● GIVEN PROBLEM 1
For each statement below, say yes or no according to the article on Thierry Henry's view of Arsenal, and quote the deciding words of the article: (a) Arsenal have not lost a European match this season. (b) Arsenal lead Sporting CP 2–0 on aggregate. (c) Henry considers Arsenal the most solid team in the Champions League.
● GIVEN PROBLEM 2
Proceed with the article on Thierry Henry's view of Arsenal, writing on from the point where it stops.

● GIVEN TEXT
‘That Might Be an Issue’—Thierry Henry Highlights Major Arsenal Weakness Masked by Biggest Strength

Arsenal legend Thierry Henry has highlighted the current team’s lack of creativity as a potential problem that could prevent them going all the way in the Champions League this season.
The Gunners have already put in the hard yards in the Premier League, with a first title in 22 years within reach, as long as there is no late collapse. But Mikel Arteta’s team is also trying to make history by claiming a maiden Champions League title.
Arsenal are unbeaten in European competition this season and make it difficult for any opponent facing them. They hold a narrow 1–0 aggregate lead over Sporting CP after the first leg of the quarterfinal this week, but it was a gritty, attritional kind of performance.
On another night, without the heroics of David Raya, Sporting might have had a comfortable advantage to take into the second leg. Henry’s point is that Arsenal aren’t offering much more than a strong defense. If that weakness is left exposed, they could be done for.
“If the defense doesn’t work, I don’t think [Arsenal] are creating enough at times to be able to hurt teams and that might be an issue,” the Frenchman said on CBS Sports.
“There wasn’t much in the [Sporting] game or a lot of creativity but they did what they had to do. They won away from home, let’s see what happens at the Emirates.
“We know their biggest strength already. They are strong as a team and very solid. For me they are the most solid team in the Champions League. We also know about the set-pieces—people cry about that, but it’s a part of the game and a big advantage for Arsenal because they’re pretty good at it.”

● Entries taken from a collection

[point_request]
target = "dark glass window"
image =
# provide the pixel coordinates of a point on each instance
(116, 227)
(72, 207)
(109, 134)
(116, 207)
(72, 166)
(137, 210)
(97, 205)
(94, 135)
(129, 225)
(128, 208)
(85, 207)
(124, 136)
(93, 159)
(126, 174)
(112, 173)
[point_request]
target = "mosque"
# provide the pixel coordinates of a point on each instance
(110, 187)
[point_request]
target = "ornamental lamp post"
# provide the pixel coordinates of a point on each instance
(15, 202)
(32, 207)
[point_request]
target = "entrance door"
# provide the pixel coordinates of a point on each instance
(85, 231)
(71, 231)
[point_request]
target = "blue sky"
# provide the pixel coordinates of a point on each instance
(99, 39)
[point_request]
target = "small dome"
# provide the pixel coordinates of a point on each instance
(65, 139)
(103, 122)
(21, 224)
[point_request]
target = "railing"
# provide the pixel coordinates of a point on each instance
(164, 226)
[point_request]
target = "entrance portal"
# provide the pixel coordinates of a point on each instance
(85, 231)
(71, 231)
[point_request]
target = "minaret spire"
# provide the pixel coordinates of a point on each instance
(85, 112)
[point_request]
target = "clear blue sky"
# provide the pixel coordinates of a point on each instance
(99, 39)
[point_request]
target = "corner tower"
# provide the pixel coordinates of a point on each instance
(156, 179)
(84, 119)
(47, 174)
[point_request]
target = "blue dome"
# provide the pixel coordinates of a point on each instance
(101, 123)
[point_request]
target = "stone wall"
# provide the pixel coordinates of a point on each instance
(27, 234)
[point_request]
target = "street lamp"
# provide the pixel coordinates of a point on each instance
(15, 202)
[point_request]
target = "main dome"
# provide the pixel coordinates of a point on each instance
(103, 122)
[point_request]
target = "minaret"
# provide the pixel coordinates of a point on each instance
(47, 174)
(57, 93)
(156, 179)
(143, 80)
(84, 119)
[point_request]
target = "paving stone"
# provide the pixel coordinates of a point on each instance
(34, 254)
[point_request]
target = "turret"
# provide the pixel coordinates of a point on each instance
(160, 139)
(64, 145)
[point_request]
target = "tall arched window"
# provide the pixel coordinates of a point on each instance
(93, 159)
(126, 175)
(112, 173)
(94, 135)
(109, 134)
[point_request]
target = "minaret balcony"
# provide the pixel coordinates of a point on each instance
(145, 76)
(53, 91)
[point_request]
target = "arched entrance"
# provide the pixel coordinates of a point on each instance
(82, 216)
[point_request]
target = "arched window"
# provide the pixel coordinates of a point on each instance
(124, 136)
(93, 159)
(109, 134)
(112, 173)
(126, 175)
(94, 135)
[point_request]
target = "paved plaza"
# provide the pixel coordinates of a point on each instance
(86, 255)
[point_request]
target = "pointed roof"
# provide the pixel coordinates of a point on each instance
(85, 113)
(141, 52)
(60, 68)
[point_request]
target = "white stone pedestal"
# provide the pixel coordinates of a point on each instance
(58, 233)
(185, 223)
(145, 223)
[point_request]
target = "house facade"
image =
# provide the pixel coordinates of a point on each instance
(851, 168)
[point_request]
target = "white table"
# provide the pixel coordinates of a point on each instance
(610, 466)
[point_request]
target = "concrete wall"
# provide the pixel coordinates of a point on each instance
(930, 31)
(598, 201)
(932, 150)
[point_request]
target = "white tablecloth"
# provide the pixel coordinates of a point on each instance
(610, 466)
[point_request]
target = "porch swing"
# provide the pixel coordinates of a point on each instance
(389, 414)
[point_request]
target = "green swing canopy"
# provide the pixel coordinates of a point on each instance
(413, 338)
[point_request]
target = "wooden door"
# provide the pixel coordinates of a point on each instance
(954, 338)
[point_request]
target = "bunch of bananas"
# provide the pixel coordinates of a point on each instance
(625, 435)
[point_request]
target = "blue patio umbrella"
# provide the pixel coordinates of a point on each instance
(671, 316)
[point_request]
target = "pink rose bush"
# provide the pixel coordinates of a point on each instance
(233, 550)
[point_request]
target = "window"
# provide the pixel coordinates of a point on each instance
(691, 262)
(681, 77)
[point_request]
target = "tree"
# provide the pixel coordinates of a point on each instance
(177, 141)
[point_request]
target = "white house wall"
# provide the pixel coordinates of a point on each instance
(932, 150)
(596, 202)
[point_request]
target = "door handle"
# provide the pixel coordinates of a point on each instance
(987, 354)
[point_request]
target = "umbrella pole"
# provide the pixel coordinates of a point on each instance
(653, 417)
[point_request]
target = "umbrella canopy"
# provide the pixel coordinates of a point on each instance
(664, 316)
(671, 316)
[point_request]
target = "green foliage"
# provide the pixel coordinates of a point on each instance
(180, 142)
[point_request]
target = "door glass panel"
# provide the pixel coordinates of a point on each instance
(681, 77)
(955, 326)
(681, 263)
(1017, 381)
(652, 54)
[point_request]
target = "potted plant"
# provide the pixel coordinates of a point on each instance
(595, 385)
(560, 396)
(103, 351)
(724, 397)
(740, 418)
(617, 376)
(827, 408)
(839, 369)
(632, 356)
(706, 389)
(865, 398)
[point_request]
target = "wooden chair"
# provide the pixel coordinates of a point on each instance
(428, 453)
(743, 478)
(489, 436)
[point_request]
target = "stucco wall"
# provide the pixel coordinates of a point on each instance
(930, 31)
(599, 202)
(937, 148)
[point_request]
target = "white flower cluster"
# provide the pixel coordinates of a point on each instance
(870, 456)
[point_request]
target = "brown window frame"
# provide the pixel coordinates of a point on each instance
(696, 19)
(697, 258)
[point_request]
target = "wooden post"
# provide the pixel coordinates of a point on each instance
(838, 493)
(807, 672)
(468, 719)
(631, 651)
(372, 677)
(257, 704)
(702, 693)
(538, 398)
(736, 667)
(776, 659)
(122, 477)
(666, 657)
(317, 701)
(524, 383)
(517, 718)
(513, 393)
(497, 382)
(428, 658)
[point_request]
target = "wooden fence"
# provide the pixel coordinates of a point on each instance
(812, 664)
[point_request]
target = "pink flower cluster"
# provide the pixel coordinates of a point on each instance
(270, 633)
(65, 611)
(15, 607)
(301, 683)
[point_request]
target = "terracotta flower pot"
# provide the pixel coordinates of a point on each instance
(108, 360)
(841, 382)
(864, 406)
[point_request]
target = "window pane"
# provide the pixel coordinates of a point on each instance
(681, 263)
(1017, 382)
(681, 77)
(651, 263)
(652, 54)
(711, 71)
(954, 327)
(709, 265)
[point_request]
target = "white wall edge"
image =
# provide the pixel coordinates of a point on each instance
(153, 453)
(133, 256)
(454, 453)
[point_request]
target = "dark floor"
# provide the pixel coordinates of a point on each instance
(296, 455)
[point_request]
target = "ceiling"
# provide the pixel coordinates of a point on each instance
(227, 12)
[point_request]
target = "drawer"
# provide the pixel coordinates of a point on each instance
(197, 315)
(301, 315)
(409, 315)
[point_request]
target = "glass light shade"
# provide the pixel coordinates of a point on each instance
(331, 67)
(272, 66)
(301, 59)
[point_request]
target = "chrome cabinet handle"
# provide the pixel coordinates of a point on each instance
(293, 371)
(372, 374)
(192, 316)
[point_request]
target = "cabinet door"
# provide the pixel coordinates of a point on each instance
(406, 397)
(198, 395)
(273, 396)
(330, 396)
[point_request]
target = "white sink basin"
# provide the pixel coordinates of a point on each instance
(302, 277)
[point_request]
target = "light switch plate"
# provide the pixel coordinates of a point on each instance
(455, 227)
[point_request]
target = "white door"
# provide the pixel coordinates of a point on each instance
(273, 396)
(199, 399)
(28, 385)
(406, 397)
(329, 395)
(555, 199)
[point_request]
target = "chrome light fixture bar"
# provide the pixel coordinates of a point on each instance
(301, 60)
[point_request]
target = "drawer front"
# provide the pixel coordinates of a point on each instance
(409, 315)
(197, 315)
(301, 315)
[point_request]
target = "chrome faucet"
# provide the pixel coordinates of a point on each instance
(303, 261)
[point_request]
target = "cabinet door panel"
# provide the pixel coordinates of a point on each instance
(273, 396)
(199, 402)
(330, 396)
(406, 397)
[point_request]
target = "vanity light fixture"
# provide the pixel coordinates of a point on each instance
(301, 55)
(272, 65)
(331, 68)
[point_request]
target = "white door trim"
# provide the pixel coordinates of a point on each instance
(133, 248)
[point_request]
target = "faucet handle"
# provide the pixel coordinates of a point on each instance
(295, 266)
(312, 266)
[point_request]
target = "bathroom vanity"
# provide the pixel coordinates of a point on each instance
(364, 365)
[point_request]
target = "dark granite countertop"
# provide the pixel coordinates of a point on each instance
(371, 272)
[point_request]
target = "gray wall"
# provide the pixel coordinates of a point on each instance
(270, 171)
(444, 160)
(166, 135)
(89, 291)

● EXPECTED OUTPUT 1
(a) Yes: "Arsenal are unbeaten in European competition this season"
(b) No: "They hold a narrow 1–0 aggregate lead over Sporting CP"
(c) Yes: "For me they are the most solid team in the Champions League."

● EXPECTED OUTPUT 2
Arsenal’s Champions League Dream
Arsenal hold the advantage at the halfway stage of the quarterfinal, a goal ahead on aggregate and with a home crowd in the second leg. If they avoid falling to a Sporting comeback next week, a semifinal against Barcelona or Atlético Madrid awaits.
The Gunners were knocked out at the semifinal stage last season by Paris Saint-Germain. Manchester United eliminated them from the final four in 2008–09, with Arsenal’s only other semifinal appearance in this competition a 1–0 victory over Villarreal in 2005–06.

Arsenal are hoping to become the seventh different English team to win the European Cup/Champions League. Manchester City are the most recent entry to the list of victors, claiming a maiden title as recently as 2022–23.
No other nation has more than three different European Cup-winning clubs, with Italy (AC Milan, Inter, Juventus), Germany (Bayern Munich, Hamburg, Borussia Dortmund) and Netherlands (Feyenoord, Ajax, PSV Eindhoven) next on the list. Spain is the country with the most continental titles overall—20—but split only between Real Madrid (15) and Barcelona (5).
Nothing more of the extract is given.